Given data
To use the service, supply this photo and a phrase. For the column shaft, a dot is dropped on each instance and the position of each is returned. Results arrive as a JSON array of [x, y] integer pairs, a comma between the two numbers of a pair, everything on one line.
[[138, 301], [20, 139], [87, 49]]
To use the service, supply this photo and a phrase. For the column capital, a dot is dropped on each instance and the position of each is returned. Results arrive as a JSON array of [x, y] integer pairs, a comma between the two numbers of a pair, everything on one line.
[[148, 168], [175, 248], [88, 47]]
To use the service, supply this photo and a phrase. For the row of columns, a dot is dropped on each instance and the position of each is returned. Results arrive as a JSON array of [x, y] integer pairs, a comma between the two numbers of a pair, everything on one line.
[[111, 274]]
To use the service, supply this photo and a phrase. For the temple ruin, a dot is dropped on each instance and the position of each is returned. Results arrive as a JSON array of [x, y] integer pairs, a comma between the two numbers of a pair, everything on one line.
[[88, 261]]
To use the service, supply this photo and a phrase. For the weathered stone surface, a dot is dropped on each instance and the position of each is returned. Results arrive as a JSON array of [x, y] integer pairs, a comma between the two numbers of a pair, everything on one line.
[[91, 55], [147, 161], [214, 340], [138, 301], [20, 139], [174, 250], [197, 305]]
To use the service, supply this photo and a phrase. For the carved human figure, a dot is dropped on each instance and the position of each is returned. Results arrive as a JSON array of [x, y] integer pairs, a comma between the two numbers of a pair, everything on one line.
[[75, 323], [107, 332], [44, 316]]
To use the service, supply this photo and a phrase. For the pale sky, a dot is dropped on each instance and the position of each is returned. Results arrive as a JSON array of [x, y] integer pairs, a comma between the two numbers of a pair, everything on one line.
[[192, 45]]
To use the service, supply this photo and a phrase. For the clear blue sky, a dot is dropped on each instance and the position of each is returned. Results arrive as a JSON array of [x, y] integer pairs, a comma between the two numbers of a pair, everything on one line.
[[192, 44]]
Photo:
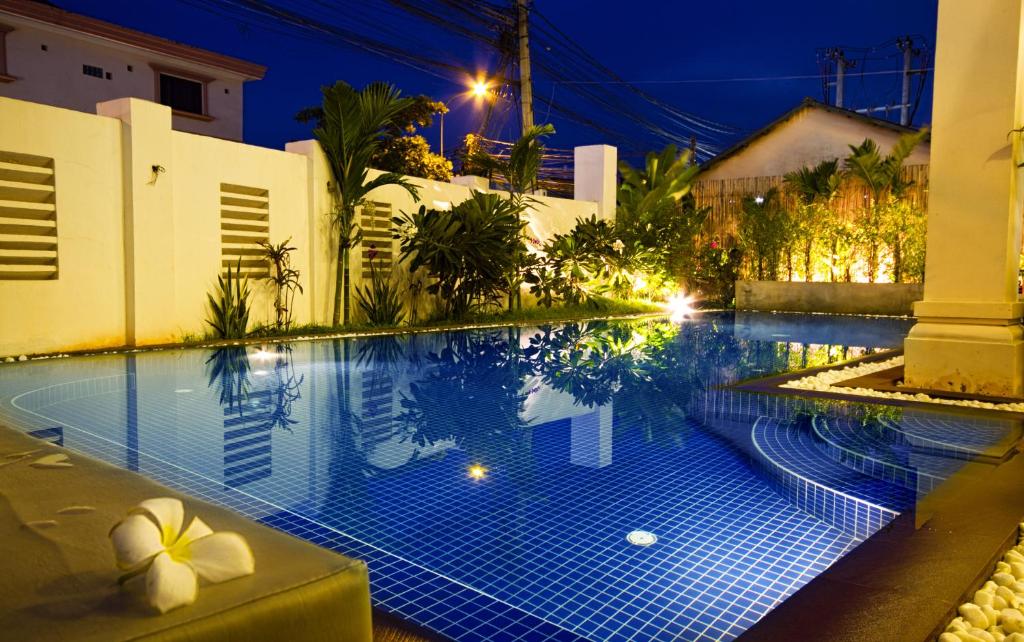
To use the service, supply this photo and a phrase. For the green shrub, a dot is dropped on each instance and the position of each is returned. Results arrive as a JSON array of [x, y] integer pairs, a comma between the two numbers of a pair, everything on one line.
[[379, 299], [467, 252], [227, 310]]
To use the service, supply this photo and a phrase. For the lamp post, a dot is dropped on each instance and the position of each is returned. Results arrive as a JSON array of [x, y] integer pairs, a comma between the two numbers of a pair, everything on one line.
[[480, 89]]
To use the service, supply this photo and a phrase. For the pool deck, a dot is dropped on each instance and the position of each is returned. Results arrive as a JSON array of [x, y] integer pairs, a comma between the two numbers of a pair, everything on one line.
[[906, 581]]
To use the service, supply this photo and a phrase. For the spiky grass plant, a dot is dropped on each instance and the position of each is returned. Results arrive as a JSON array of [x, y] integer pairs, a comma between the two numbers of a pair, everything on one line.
[[228, 308]]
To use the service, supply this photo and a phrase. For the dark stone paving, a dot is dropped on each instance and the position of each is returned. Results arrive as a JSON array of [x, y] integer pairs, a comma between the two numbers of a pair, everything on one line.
[[905, 583]]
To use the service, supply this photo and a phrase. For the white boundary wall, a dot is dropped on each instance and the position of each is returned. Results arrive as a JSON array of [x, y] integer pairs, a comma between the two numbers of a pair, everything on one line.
[[138, 250]]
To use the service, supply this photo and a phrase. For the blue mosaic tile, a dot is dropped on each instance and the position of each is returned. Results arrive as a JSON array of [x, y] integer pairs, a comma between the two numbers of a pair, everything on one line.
[[366, 447]]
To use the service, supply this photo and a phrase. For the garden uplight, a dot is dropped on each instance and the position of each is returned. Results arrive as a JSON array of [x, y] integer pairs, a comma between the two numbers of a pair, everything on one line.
[[680, 306]]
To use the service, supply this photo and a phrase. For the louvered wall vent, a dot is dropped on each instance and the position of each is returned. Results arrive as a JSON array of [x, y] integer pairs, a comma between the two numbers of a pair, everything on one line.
[[28, 218], [245, 220], [376, 222]]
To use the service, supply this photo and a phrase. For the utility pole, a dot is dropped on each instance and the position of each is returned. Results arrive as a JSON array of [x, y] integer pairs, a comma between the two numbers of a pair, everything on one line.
[[525, 82], [906, 46], [842, 63]]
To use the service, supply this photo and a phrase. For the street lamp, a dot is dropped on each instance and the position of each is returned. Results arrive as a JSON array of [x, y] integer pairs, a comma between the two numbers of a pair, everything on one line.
[[479, 89]]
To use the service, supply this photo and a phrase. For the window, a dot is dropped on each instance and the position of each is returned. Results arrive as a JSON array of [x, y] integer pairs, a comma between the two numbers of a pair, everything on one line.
[[182, 94]]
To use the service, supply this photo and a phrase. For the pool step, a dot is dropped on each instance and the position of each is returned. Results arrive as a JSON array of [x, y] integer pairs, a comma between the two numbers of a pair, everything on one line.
[[963, 437], [878, 452], [848, 500]]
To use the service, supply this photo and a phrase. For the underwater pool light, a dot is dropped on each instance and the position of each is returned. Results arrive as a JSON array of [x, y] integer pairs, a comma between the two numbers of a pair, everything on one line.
[[641, 538]]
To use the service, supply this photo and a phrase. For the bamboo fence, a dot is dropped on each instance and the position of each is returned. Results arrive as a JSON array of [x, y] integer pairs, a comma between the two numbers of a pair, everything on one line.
[[725, 197]]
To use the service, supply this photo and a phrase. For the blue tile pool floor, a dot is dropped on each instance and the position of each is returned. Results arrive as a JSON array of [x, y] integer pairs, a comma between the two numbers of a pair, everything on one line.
[[583, 434]]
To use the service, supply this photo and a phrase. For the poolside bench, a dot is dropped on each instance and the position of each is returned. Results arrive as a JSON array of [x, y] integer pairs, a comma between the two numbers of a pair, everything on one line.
[[59, 582]]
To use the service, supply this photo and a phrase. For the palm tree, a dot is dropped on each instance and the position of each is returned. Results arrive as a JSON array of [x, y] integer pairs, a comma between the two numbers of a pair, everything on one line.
[[353, 126], [881, 175], [666, 178], [814, 187]]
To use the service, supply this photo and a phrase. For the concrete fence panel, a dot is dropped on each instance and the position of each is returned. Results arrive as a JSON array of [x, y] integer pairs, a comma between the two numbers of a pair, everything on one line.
[[114, 227]]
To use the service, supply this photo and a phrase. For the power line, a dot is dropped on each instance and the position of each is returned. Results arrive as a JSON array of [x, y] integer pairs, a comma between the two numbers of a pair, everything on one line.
[[715, 80]]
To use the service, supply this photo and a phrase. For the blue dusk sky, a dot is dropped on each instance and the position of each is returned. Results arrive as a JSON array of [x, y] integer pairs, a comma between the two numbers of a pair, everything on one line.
[[642, 40]]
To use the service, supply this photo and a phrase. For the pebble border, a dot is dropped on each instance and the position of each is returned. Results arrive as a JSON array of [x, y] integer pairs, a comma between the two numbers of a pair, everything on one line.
[[994, 614], [824, 382]]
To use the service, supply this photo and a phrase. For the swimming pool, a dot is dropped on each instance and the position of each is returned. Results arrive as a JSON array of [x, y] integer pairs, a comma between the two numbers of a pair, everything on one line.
[[491, 478]]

Exercise details
Could you print the listing above word for word, without its pictures?

Solution for this exercise
To use the service, supply this photo and a phrase. For the column shaft, a dot is dropped on each instance and the position of each is returned. Results arrive as a JSON array of [x, y] integer pairs, a comma between the two numbers of a pair, everything on one line.
[[138, 301], [20, 139], [87, 49]]
To use the service, supply this photo and a phrase. For the column capital, a dot is dropped on each instance and the position of each is returned. Results arrive as a JSON array of [x, y] integer pairs, a comma between the two numbers of a pair, everything on one line.
[[148, 168], [175, 248], [88, 47]]
To use the service, supply this photo and a phrase. For the row of columns, a dot is dropped on each instance and the position of each is returned. Results arrive as a JSON array of [x, y] integer pairs, a comma between the two numbers of a pair, everything on one line.
[[111, 274]]
To use the service, supply this photo and a phrase. For the temple ruin, a dot is dropped on each instance and the position of each is returned. Results arrive as a JSON array of [x, y] integer pairs, a comma between the two numbers of a pair, everything on one line.
[[88, 261]]
To use the service, supply this photo and a phrase. For the weathered stone surface, a dot is dropped on each instance and the position of each is returned. Results arrive as a JSON array of [x, y] integer pairs, a comma between the two numbers of a pair, everything on one line.
[[91, 55], [147, 161], [214, 340], [138, 301], [20, 139], [174, 250], [197, 305]]
To use the service, supply this photo and a phrase. For the carved human figure, a dot is dropped on each instance and the position of each is returned. Results arrive as a JSON array of [x, y] integer pairs, a comma between the two numbers of a pair, everything on one line.
[[75, 323], [107, 332], [44, 316]]
To use the service, supply this photo and a phrase. For the pale sky, a dot is dropped on each instance and the position of each is returned. Results arrive as a JSON array of [x, y] integer pairs, a comma between the two numbers of a pair, everything on one line.
[[192, 45]]
To use the service, supply this photo and a phrase. For the clear blue sky, a dot is dropped on each instance and the position of each is returned. Results arrive as a JSON array of [x, y] integer pairs, a comma between the two numbers of a pair, everything on one line.
[[192, 44]]
Photo:
To use the service, supply this photo and a phrase. For the green shrub, a dot is dropped on each instance and the position of each is returned. Results arrive as a JSON array of [x, y] integer pairs, a comma between the two numbers of a pair, everything on one line.
[[379, 299], [467, 252], [227, 310]]
To use the service, supply this photo and a phrase. For the lamp post, a dot is dropped on each instance and the position of each is returned. Results arrive as a JSON array of [x, y] integer pairs, a comma between the two numbers of a pair, everything on one line.
[[480, 89]]
To use the service, supply this photo and a phrase. For the pool deck, a dot is dropped on each instance and the position of each is returned. Results arrive as a JSON array of [x, y] integer pairs, a comma between the two numbers of a pair, everything on one line.
[[906, 581]]
To use the service, supply this photo and a phrase. For the spiky grass plant, a dot is dropped on each instance and the position of each is returned. Results arrive as a JSON array of [x, y] integer pairs, a comma between the two numbers of a pair, everything on one line.
[[228, 308]]
To use the service, supply this photo and a phrase. For the dark stone paving, a dot is dropped on each instance and the position of each is returned. Results arrive as a JSON array of [x, y] integer pairs, a comma between the two numbers of a pair, everything on one line.
[[905, 583]]
To use the service, supply this photo and a phrase. For the white boundary wall, a dot is dropped on each instance and the position of each is returned. Results arrive as a JSON array of [x, y] integer pairs, a comma between the two numbers of a pair, everything on one line.
[[138, 250]]
To use the service, supply this photo and a phrase. For the blue mosaic tile, a dot is dropped on each instance and the position of each is returned. Results arrive as a JSON array of [x, y] integer pairs, a comma between the two numbers of a pair, everything on one line.
[[366, 447]]
To use the service, supply this photo and a phrase. For the garden uplight, a dot is dropped on each instance and the position of each is returned. Results arrive as a JSON array of [x, y] integer pairs, a comma between the two numbers of a pair, everything on one line.
[[680, 306]]
To use the service, supply this photo and a phrase. For the louvered wall vent, a dot is dropped on each instance and the position of each is returned. Results arrive as a JSON array of [x, y] integer pairs, a comma between the two numbers of a pair, everything on one line.
[[28, 218], [245, 220], [376, 222]]
To use the service, supply this photo and a phrase. For the utility pole, a dot is dropped on each instance and the position of each is returned. Results arrive as a JSON array of [x, y] integer pairs, a comma between the two numbers of a pair, everything on one line.
[[525, 82], [906, 46], [842, 63]]
To use the service, supply this photo and a phrase. For the street lamp, a dot is dropped on each instance and the position of each is returned. Results arrive as a JSON array of [x, y] integer pairs, a comma between the two numbers of a pair, everything on one line.
[[479, 89]]
To use the service, supply this photo and a phrase. For the window, a dot is dropped on each instance and the position of each is returned. Results arrive as a JSON array of [x, y] integer pairs, a comma between the two numbers of a pair, everything on one line.
[[182, 94]]
To use the service, supply this photo and a phrase. For the pool step, a dot is dropped on each instance and the position of each is returned. Results arrive as a JSON array of [x, y] integer pairs, a comma between the two numbers of a pair, everything on one line.
[[963, 437], [878, 452], [848, 500]]
To use the service, supply this photo and a phrase. For the underwater pool light, a dot is dropped on each instance and the position of each is returned. Results arrive as a JSON array of [x, y] integer pairs, a comma between the two numbers of a pair, everything on one line.
[[641, 538]]
To use the service, supply this photo and a phrase. For the bamboo fence, a dot is dropped on each instance and the position of each is returned. Results arrive as a JSON array of [x, y] integer pairs, a comma between the two numbers of a pair, everything on one line.
[[725, 197]]
To use the service, supply this photo and a phrase. For the blue tile pool floor, a dot is dropped on each instance and the position of each is returned. Results arrive as a JSON array of [x, y] integer pairs, a comma between the two numbers of a pair, everything on one line.
[[583, 434]]
To use the service, supply this photo and a phrase. For the poolside bench, a dot is dropped on each instance and the position of each is returned. Results arrive as a JSON array of [x, y] integer pairs, a comma between the two numbers of a pair, everything on one line.
[[59, 582]]
To use the service, supply this photo and a phrase. For the palm tree, a dot is dropped on each instance and the position of each is returned. Results arrive as a JSON array of [x, y] integer pairs, a comma between the two numbers of a pair, everything on one line.
[[353, 126], [881, 175], [666, 178], [814, 187]]
To use the service, supply this photo and a phrase. For the concrete fence panel, a dot is dropped on each instance and the position of each is returned. Results arrive as a JSON array of [x, y] integer pairs, a comma between the two numbers of a pair, everything on one line.
[[114, 227]]
To use the service, supply this photo and a phrase. For the power line, a dot is dropped on each instance and the position of each is returned. Results arrive as a JSON array of [x, y] integer pairs, a comma between the two numbers of a pair, everything on one line.
[[715, 80]]
To use the service, supply this photo and a phrase. For the blue dusk sky, a dot is dropped on each instance and the position of each is returned. Results arrive as a JSON array of [x, y] integer pairs, a comma between the two numbers of a pair, everything on one line.
[[642, 40]]
To use the service, supply this photo and a phrase. For the pebble border, a dot is dropped on each instance and the position of each is returned. Results arrive as a JSON array of [x, y] integer pairs, a comma between the two numbers of a pair, everything on one line.
[[994, 614], [824, 382]]
To use the service, supply this photo and a phrase. For the swimming pool, a dot is dropped on each instance and the position of each is returned. Results arrive as a JSON array of [x, y] integer pairs, a comma between the two numbers of a pair, everything on one line.
[[491, 478]]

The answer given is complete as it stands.